## What the task requires:
Keyword search on "photo": report each line of the records that contains it.

## Given data:
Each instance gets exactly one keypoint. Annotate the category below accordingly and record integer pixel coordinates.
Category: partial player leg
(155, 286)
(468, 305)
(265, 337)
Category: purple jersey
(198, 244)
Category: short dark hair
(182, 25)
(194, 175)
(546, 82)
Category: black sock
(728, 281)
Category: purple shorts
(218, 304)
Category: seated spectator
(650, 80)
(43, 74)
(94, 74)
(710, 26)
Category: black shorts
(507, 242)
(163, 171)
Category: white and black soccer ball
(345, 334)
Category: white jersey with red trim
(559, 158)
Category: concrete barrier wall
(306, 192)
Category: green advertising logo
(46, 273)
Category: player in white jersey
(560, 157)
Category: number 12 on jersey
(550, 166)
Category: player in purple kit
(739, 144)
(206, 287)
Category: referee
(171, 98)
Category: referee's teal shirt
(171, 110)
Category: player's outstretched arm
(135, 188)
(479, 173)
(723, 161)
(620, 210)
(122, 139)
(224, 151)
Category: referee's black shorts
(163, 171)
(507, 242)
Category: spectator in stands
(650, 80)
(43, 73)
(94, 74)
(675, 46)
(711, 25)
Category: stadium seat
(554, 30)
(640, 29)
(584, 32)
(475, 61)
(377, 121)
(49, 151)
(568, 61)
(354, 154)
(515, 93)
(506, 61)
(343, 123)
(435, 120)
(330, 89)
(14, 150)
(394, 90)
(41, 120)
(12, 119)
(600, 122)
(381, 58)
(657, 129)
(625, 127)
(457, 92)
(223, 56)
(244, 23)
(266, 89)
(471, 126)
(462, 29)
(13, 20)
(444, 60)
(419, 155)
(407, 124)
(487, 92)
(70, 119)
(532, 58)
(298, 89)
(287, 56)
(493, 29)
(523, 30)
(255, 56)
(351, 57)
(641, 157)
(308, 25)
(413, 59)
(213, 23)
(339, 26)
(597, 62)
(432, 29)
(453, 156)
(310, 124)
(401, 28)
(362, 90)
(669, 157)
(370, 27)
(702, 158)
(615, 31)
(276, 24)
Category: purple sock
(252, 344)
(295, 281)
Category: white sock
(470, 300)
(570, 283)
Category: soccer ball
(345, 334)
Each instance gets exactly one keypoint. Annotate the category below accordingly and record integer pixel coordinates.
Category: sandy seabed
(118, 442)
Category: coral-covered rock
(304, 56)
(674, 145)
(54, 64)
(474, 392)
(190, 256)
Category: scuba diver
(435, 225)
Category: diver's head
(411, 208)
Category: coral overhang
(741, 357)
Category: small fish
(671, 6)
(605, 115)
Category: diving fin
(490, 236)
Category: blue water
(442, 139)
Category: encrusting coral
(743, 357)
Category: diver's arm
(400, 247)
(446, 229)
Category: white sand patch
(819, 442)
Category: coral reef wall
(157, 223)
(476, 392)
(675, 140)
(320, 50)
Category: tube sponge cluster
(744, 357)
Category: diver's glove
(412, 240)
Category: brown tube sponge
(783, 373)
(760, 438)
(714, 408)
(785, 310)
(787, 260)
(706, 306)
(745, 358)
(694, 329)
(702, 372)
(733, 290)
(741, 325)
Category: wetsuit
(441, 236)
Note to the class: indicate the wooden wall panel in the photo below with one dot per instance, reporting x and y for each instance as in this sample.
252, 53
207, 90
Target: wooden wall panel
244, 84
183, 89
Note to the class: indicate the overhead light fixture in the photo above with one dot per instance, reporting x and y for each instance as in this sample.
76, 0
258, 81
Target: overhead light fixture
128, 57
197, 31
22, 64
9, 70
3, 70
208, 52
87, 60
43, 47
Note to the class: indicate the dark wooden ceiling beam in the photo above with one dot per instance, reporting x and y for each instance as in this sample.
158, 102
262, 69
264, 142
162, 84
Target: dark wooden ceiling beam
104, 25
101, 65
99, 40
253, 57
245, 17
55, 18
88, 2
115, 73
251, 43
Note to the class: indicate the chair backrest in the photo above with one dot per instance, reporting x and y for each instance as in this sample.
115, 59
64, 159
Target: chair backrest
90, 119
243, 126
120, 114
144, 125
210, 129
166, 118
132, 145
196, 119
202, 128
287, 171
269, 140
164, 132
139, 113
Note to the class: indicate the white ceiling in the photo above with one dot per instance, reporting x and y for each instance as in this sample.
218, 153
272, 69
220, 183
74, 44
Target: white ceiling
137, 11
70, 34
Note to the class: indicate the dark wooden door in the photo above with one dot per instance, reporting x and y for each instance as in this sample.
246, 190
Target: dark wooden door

## Answer to this task:
Note to the class: indicate the wooden wall panel in the photo below with one dot per instance, reporting x and y for each instance as in this sample.
Note to the class: indicate the overhead light fixture in the photo above with one dot per instance, reporting x and y for each instance as in this sample.
Note to the class: indicate the dark wooden ceiling beam in the photo above with one dot per instance, reporting x and y for each instance as in this sample.
Note to the class: indicate the chair backrest in the photo above with one dot per instance, reporting x and y for each instance as in this sample.
Note to the class: indicate the white ceiling in the photo above with one dot per instance, reporting x and y for each instance as in this sample.
Note to the class: indicate the dark wooden door in the photo above with one dot per instance, reporting x and y for each instance as in this sample.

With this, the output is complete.